- _TINDAKAN YANG DIPERLUKAN_
A - Periksa apakah tiap pernyataan berikut sesuai dengan berita tentang pembobolan tujuh bank: (i) pembobolan terjadi antara Maret dan Desember 2015; (ii) kerugian ketujuh bank mencapai Rp 836 triliun; (iii) semua bank korban adalah bank pelat merah. Jawab ya atau tidak untuk masing-masing, disertai kutipan persis dari berita yang menjadi penentunya.
B - Teruskan berita tentang pembobolan tujuh bank, mulai setelah kalimat terakhirnya.

- _KUTIPAN TEKS_
EkonomiNasional

Ini Kronologi Kasus Pembobolan Tujuh Bank Senilai Rp 836 Miliar

Bareskrim Polri

Direktorat Tindak Pidana Ekonomi Khusus (Tipideksus) Bareskrim Polri membongkar kasus pembobolan bank yang terjadi dalam kurun waktu Maret-Desember 2015.

Akibat pembobolan bank tersebut, tujuh bank yang menjadi korban merugi Rp 836 miliar.

Direktur Tipideksus Bareskrim Polri Brigjen Pol Agung Setya mengungkapkan, kasus pembobolan bank itu bermula saat Direktur PT Rockit Adelway berinisial HS mengajukan permohonan kredit kepada tujuh bank, baik itu swasta maupun pelat merah.

Permohonan yang diajukan untuk kredit modal kerja tersebut diajukan melalui manajer representatif kredit.

“Di sana, dia telah mengajukan dengan dokumen pendukungnya, dokumen permohonan maupun juga dilengkapi dengan agunan,” kata Agung di Kantor Bareskrim Polri di Kompleks  (KKP), Jakarta, Kamis (9/3/2017).

Sesuai aturan, seorang manajer representatif kredit seharusnya mengecek dokumen permohonan yang diajukan.

- _CATATAN DATASET_
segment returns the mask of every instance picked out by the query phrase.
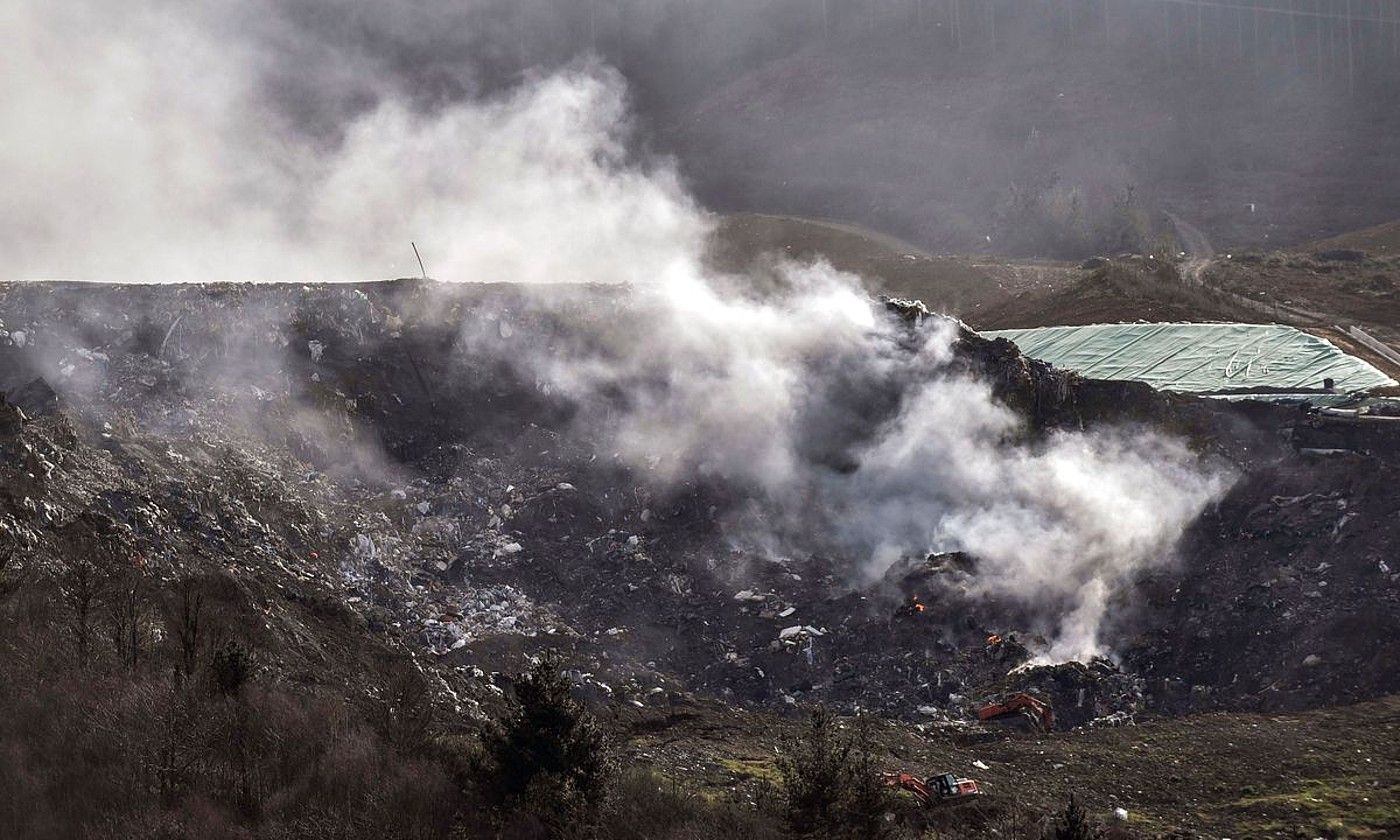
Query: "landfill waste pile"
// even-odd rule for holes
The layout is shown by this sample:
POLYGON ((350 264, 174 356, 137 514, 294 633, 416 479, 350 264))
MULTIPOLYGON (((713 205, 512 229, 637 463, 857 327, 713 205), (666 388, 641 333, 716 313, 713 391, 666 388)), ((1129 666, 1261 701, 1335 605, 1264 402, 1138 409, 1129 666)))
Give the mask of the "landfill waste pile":
MULTIPOLYGON (((629 307, 573 294, 598 321, 629 307)), ((885 311, 910 335, 942 321, 885 311)), ((736 517, 766 515, 741 487, 658 491, 512 367, 522 336, 573 340, 518 287, 31 283, 0 290, 0 321, 11 568, 116 531, 151 580, 241 591, 302 679, 356 679, 335 640, 354 626, 468 713, 545 650, 615 714, 822 703, 949 731, 1008 692, 1077 728, 1400 689, 1400 458, 1302 455, 1296 409, 1086 381, 959 333, 951 364, 1023 434, 1148 424, 1238 475, 1170 563, 1110 596, 1103 655, 1075 662, 977 587, 972 553, 853 574, 834 552, 734 539, 736 517)))

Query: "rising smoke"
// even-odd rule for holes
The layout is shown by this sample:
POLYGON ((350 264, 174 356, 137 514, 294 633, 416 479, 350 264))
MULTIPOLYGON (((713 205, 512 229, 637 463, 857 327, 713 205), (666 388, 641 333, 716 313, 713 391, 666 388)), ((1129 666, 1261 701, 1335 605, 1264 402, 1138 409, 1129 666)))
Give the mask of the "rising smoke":
POLYGON ((587 342, 504 346, 581 407, 581 433, 658 486, 762 498, 784 547, 839 550, 855 578, 966 550, 976 591, 1037 605, 1053 658, 1102 652, 1107 598, 1169 560, 1225 487, 1151 433, 1032 442, 952 372, 951 322, 911 346, 826 265, 715 274, 708 216, 675 165, 630 154, 623 80, 599 64, 427 106, 346 67, 351 81, 326 81, 346 104, 326 111, 347 116, 316 133, 269 105, 272 42, 232 38, 227 17, 155 1, 3 14, 20 35, 0 52, 14 276, 346 280, 416 273, 417 239, 441 280, 624 284, 612 321, 573 323, 573 301, 539 297, 587 342))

- _JAWABAN LATIHAN_
A -
(i) Ya: "dalam kurun waktu Maret-Desember 2015"
(ii) Tidak: "merugi Rp 836 miliar"
(iii) Tidak: "baik itu swasta maupun pelat merah"

B -
Hasil pengecekan itu nantinya akan menjadi bahan acuan bagi kepala cabang untuk diteruskan ke bagian risiko, untuk dicek kembali risiko kreditnya.

Dari hasil pengecekan, barulah diketahui apakah permohonan disetujui atau tidak.

“Dari penilaian direktur risiko, kalau disetujui akan ditetapkan berapa plafonnya yang disetujui untuk diberikan kepada pemohon. Kemudian, kredit dicairkan berdasarkan pekerjaan karena permohonan yang diajukan adalah kredit modal kerja,” kata dia.

Namun, dari hasil penelusuran, purchasing order yang menjadi dasar permohonan kredit PT Rockit Aldeway, rupanya palsu.

Ada sepuluh purchasing order yang seluruh dokumennya palsu.

“Saat itu, bank belum memverifikasi itu. Kemudian karena palsu, cairlah kredit itu sesuai dengan tahapan (Maret-Desember 2015),” ujarnya.

Untuk menghindari kewajiban membayar utang, HS lantas mempailitkan perusahaannya tersebut.

Dalam kasus ini, ada dua orang yang telah ditetapkan sebagai tersangka. Selain HS, penyidik juga menetapkan seseorang berinisial D, manajer representatif kredit dari salah satu bank.

Ada pun D memiliki peran sebagai pihak pertama yang seharusnya mengecek dokumen yang diajukan HS.

Namun, pengecekan itu tidak dilakukan lantaran sebelumnya ia telah disuap oleh HS sebesar Rp 700 juta untuk memudahkan proses permohonan kredit itu.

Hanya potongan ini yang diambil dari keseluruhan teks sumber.